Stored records
....
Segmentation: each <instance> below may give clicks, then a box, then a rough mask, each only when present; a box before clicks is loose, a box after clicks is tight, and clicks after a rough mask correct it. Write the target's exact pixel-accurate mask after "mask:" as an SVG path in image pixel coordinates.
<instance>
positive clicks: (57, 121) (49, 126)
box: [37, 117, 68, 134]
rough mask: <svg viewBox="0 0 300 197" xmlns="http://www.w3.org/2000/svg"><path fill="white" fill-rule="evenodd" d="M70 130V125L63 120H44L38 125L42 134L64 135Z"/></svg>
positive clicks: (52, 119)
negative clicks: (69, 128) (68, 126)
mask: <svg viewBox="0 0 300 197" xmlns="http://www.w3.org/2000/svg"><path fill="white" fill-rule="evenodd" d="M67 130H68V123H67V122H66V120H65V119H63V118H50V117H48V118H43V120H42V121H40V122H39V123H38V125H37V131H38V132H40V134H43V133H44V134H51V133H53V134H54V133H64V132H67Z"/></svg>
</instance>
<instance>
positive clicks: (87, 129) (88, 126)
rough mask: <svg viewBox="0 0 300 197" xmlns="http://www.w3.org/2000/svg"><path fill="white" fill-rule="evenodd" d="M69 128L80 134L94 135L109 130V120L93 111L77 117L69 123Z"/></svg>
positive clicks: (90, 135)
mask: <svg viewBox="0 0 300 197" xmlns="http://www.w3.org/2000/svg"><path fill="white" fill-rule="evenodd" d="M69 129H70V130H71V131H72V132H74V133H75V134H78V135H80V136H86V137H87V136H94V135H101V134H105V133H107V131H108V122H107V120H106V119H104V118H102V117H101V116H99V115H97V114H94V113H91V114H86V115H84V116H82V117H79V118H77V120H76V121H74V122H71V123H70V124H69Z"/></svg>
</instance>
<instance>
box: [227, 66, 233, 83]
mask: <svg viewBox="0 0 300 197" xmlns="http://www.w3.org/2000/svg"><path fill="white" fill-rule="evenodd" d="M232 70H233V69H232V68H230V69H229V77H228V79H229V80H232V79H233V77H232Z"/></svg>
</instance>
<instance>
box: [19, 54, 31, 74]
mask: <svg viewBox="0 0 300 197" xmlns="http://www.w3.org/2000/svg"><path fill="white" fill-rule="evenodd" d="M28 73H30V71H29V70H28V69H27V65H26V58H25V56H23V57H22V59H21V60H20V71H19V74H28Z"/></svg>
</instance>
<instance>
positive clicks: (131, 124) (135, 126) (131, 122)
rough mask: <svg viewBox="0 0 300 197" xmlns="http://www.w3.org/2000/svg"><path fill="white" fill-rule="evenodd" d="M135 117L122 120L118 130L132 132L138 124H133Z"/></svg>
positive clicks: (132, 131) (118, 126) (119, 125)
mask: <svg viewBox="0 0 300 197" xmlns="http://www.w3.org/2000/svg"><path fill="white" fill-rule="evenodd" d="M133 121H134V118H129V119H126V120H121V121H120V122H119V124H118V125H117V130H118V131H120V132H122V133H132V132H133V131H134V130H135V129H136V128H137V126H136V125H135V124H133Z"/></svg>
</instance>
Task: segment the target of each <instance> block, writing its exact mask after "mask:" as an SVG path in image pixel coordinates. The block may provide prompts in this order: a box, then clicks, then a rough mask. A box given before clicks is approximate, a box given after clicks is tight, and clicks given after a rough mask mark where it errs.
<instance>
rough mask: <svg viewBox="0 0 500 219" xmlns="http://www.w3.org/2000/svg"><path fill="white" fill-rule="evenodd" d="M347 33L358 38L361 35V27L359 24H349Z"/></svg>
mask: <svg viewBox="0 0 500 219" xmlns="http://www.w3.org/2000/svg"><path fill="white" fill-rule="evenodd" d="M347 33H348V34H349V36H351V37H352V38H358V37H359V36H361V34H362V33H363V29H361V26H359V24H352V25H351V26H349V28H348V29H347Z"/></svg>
....
Count the lines of the records that contain the word "exact". Give only the count.

- **ANSWER BOX**:
2